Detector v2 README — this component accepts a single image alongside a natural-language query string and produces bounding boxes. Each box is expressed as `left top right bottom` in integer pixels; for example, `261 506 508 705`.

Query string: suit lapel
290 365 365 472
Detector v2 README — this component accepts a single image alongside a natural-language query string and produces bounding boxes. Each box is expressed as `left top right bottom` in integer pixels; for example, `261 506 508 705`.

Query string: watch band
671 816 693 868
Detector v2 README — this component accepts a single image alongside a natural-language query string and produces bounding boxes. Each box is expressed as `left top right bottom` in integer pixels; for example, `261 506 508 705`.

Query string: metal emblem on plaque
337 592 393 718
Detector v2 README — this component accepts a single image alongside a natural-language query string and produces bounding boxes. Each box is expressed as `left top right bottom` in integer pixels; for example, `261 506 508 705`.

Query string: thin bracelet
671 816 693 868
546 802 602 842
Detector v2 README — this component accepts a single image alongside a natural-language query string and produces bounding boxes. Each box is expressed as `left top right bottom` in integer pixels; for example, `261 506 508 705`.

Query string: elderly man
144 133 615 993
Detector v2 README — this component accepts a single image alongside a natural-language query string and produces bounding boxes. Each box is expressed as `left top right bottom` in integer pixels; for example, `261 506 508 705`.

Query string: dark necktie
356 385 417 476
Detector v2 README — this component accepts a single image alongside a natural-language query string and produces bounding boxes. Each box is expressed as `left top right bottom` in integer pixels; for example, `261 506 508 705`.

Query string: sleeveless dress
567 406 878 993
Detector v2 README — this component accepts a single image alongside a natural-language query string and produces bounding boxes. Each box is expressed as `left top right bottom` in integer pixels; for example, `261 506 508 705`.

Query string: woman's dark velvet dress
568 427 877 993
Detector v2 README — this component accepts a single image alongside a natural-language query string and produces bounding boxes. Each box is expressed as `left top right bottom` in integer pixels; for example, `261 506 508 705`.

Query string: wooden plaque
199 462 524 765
○ ○ ○
→ Task
Write out the listing word for word, beginning at its first line and stopping after the line that contains "144 133 615 993".

→ Full response
Detector v2 README — this component accepts a single image alongside a natural-language query string and produces bounding boxes. Each box is expressed as `left top right bottom` in integer pixels; for example, `261 506 508 705`.

Query string: suit lapel
290 365 365 472
Detector v2 README — this component accepts a single image alongside a natural-language query string and produces bounding boxes. Each box is expressed as `left top right bottom` in integer pixels; for example, `261 506 508 705`.

Query string: watch band
671 816 693 868
Detector v2 README — this component accepts a single image alongside a natural-language query string and produces bounding boxes. Each box is expressed as `left top right bottom` in integer pixels; for example, `261 506 508 705`.

Query string: metal emblem on plaque
337 592 393 718
Detector v2 README — this component accepts a single image alongside a natural-language query string and produces bounding boxes. Each box is expressed as `left top right bottom` in integer pixels; for example, `261 506 508 705`.

Query string: thin bracelet
671 816 693 868
546 802 602 842
Detector v2 README — this component accepts a single image alongside a natural-language query string and produces bounding boxes. Each box is expressed as `left top right bottom` in integer pixels; for example, `261 506 508 705`.

Query string: elderly man
144 133 615 993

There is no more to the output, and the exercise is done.